* _Document extract_
++++++++
Friday, May 10, 2019

A successful day

One of the great things about home educating is being able to change direction when needed or drop everything to focus completely on a particular area of interest. As a parent, this can take some getting used to but it is well worth learning to let go of the plan sometimes and see where the current takes us.

The plan this morning was to catch up on some table work before going to see my mum. Our formal work looks rather different now to when I last blogged, with Daniel doing sit-down learning 3 or 4 days each week and spending around 2 hours (sometimes more) on various subjects. Even Adam has been quietly getting on with Maths Seeds and turns out to be considerably further on than I had realised, and is now requesting other work too. I fear a Twinkl subscription may be in our near future.

Anyhoo, with Bank Holidays #1 and #2, followed by a moochy and unproductive day yesterday, we all felt ready to get back to the familiar routine. I came down to breakfast, however, to find Daniel and Adam engrossed in an online drawing tutorial video that OH had found. The minute he had finished eating and got dressed, Daniel disappeared with the tutorials on the iPad and a large stack of paper and I didn’t hear a peep out of him for the rest of the morning, so absorbed was he in his drawing. He did emerge briefly to ask for a ‘black marker pen’ so I presented him with my box of Sharpies (usually kept well out of reach and sight of small people), along with solemn promises of disembowellment should he leave them anywhere his brothers could get at them. He thought I was joking...
++++++++
* _Source material_
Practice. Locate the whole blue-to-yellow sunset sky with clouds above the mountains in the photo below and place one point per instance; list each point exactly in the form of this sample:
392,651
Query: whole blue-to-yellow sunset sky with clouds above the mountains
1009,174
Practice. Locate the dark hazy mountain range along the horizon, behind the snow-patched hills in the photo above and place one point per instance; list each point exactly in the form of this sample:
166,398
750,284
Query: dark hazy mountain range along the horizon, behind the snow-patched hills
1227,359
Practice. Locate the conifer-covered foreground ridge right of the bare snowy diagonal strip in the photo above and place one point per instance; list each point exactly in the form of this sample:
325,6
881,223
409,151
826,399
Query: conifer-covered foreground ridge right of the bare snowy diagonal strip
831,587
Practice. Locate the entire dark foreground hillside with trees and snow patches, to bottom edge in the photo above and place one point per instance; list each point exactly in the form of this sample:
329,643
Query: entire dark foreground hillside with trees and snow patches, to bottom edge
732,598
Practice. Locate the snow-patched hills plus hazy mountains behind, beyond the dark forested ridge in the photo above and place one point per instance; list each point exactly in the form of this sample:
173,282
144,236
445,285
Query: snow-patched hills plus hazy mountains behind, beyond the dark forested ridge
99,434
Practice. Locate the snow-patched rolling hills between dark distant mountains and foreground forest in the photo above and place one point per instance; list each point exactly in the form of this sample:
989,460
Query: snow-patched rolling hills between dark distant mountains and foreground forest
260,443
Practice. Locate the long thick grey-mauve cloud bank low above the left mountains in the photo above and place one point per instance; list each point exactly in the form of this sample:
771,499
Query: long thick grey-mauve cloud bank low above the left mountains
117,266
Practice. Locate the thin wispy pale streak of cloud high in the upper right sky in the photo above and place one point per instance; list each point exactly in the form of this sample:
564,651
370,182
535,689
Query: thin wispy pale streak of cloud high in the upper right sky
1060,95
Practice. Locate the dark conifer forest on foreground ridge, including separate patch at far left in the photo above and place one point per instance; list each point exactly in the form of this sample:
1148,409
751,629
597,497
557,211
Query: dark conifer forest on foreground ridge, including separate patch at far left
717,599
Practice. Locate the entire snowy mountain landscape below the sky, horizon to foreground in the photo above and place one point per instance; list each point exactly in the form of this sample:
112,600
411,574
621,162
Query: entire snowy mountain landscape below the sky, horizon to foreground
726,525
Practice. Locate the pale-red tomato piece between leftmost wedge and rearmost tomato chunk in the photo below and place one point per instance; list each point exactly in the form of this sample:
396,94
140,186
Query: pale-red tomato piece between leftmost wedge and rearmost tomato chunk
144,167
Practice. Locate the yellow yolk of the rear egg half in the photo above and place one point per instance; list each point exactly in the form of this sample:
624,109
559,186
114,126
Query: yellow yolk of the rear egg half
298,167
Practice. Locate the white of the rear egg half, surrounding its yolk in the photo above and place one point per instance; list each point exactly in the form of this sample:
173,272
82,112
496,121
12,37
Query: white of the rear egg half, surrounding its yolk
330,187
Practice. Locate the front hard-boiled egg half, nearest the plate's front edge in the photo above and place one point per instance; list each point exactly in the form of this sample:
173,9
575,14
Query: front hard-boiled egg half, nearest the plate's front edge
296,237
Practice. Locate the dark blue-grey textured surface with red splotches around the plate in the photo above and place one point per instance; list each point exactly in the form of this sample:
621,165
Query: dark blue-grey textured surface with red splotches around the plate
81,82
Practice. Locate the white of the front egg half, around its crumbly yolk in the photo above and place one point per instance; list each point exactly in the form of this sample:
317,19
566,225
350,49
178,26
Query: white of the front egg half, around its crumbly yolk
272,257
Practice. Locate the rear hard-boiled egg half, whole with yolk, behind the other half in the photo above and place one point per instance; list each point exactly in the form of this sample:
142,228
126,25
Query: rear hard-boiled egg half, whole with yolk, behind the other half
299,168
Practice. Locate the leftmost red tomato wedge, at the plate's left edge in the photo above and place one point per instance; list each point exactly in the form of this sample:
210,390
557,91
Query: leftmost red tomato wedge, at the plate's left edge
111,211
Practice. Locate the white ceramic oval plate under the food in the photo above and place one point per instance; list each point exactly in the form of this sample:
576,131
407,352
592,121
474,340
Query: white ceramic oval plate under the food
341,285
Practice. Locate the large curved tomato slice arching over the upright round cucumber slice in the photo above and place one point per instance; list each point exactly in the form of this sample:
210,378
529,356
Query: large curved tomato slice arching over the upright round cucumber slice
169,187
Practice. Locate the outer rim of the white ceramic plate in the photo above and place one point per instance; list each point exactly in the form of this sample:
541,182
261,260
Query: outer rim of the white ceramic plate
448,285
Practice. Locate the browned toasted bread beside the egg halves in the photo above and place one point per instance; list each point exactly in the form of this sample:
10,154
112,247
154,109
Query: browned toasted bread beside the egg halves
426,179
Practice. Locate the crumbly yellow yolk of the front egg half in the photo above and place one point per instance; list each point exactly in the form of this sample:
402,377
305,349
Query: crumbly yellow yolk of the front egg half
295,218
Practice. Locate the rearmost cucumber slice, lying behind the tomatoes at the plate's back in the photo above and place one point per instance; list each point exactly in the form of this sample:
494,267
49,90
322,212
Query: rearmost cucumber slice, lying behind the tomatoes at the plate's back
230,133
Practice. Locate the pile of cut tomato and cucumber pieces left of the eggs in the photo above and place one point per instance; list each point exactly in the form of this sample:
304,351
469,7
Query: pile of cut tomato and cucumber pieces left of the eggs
++++++++
* _Required actions_
A. Say whether each statement agrees with the home-educating blog post. Answer yes or no for each, and quote the words from the post that decide it.
(i) Daniel does sit-down learning 3 or 4 days each week.
(ii) The morning's plan was to do some table work before going to see the writer's mum.
(iii) The family already has a Twinkl subscription.
B. List every brand or product name that appears in the home-educating blog post.
C. In the home-educating blog post, what did Daniel ask for when he came out briefly from his drawing?

* _Exercise solutions_
A.
(i) Yes: "with Daniel doing sit-down learning 3 or 4 days each week"
(ii) Yes: "The plan this morning was to catch up on some table work before going to see my mum."
(iii) No: "I fear a Twinkl subscription may be in our near future."

B. Maths Seeds, Twinkl, iPad, Sharpies

C. A "black marker pen."